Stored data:

__________________________________________________

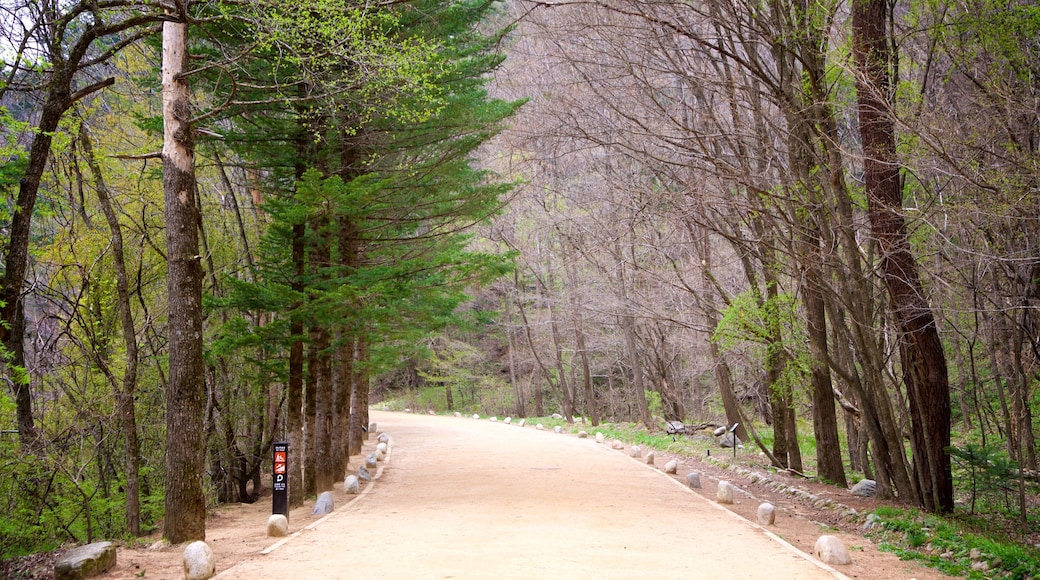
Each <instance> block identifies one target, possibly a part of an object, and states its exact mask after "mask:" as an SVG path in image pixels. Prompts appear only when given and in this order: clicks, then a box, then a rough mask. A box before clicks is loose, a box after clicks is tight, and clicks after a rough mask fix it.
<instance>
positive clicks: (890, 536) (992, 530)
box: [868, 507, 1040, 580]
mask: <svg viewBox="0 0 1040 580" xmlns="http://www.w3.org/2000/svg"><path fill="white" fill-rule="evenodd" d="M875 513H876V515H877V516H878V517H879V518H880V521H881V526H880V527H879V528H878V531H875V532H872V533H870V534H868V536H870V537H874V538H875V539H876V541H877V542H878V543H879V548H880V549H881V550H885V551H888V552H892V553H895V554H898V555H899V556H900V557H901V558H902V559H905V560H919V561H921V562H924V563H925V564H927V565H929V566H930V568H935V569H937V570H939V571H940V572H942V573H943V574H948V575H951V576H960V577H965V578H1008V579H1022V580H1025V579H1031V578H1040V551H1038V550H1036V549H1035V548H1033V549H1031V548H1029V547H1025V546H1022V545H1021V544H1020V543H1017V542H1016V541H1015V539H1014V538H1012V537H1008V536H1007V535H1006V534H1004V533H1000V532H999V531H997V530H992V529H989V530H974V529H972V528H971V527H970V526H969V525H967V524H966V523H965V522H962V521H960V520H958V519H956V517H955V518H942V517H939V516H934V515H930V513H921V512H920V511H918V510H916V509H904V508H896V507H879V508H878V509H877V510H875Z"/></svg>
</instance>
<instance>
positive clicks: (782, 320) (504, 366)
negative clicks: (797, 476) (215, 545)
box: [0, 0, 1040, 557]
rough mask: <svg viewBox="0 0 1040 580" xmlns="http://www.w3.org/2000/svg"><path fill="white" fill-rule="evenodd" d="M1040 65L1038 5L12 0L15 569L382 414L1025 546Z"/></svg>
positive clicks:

__________________________________________________

### [Request]
Each record above must be retyped exactly. Omit the pictures.

### [Written answer]
Each <instance> block identifies one target, possibly a part of an object, and states its exact mask after "mask:" as an SVG path in image pixels. Prompts appear only when given and in this order: clicks, then a box, then a rough mask. A box before clicks is loose, a box after clicks is tight, and clicks after a rough mask fix it.
<instance>
positive clicks: (890, 536) (992, 530)
box: [868, 507, 1040, 580]
mask: <svg viewBox="0 0 1040 580" xmlns="http://www.w3.org/2000/svg"><path fill="white" fill-rule="evenodd" d="M875 513H876V515H877V516H878V517H879V518H880V521H881V526H880V527H879V528H878V531H875V532H872V533H870V534H868V536H870V537H874V538H875V539H876V541H877V542H878V543H879V548H880V549H881V550H885V551H888V552H892V553H895V554H898V555H899V556H900V557H901V558H902V559H905V560H919V561H921V562H924V563H925V564H927V565H929V566H930V568H935V569H937V570H939V571H940V572H942V573H943V574H948V575H951V576H960V577H965V578H1008V579H1022V580H1025V579H1031V578H1040V551H1038V550H1036V549H1035V548H1033V549H1031V548H1029V547H1025V546H1022V545H1021V544H1020V543H1017V542H1016V541H1015V539H1014V538H1012V537H1008V536H1007V535H1006V534H1004V533H1000V532H999V531H997V530H992V529H989V530H974V529H972V528H971V527H970V526H969V525H967V524H966V523H965V522H962V521H960V520H958V519H956V517H955V518H942V517H939V516H934V515H930V513H921V512H920V511H918V510H916V509H904V508H896V507H879V508H878V509H877V510H875Z"/></svg>
</instance>
<instance>
positive clicks: (782, 320) (504, 366)
negative clicks: (797, 476) (215, 545)
box: [0, 0, 1040, 557]
rough mask: <svg viewBox="0 0 1040 580" xmlns="http://www.w3.org/2000/svg"><path fill="white" fill-rule="evenodd" d="M1040 65L1038 5L12 0L15 569L382 414L1025 546Z"/></svg>
positive clicks:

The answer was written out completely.